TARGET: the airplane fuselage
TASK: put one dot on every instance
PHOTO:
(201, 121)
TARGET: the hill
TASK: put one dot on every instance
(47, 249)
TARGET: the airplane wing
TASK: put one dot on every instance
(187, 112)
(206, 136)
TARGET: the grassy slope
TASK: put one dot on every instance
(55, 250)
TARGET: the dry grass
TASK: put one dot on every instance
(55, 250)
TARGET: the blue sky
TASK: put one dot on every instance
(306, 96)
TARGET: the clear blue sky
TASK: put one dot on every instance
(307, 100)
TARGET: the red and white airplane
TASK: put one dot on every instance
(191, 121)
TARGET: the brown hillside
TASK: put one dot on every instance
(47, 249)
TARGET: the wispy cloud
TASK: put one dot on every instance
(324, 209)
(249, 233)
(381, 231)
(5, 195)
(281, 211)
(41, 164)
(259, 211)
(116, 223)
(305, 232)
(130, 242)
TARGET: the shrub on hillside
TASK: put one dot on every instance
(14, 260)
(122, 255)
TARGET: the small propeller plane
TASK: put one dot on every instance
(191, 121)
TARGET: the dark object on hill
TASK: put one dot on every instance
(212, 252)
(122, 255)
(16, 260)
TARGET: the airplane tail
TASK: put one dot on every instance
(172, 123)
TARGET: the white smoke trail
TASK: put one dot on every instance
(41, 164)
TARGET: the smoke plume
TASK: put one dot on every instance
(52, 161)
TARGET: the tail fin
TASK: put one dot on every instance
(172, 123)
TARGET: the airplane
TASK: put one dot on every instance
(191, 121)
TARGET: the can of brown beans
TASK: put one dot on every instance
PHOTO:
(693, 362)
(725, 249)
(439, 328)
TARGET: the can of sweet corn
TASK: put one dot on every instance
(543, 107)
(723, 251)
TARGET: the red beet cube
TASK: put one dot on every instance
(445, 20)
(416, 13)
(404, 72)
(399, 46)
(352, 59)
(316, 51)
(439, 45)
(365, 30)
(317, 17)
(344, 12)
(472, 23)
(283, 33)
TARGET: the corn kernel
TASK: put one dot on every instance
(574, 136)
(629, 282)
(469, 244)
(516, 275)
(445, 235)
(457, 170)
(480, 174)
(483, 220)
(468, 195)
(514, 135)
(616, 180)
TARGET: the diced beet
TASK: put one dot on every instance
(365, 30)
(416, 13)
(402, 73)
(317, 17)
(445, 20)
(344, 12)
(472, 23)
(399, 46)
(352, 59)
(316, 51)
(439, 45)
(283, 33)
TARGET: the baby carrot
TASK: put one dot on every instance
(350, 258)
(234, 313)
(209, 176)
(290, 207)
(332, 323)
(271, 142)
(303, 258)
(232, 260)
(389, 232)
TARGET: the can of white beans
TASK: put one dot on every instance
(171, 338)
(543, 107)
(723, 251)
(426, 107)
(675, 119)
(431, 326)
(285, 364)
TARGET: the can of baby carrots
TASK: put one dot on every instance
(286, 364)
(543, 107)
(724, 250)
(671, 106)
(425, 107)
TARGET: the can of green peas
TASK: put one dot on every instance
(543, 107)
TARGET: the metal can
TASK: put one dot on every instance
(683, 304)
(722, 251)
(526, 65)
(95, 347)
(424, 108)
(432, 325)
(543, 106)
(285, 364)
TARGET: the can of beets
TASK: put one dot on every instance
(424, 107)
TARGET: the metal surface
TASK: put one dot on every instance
==================================================
● WHAT IS NEEDED: How many lines of the listing include the string "smoke"? Give only the number.

● WRITTEN ANSWER: 2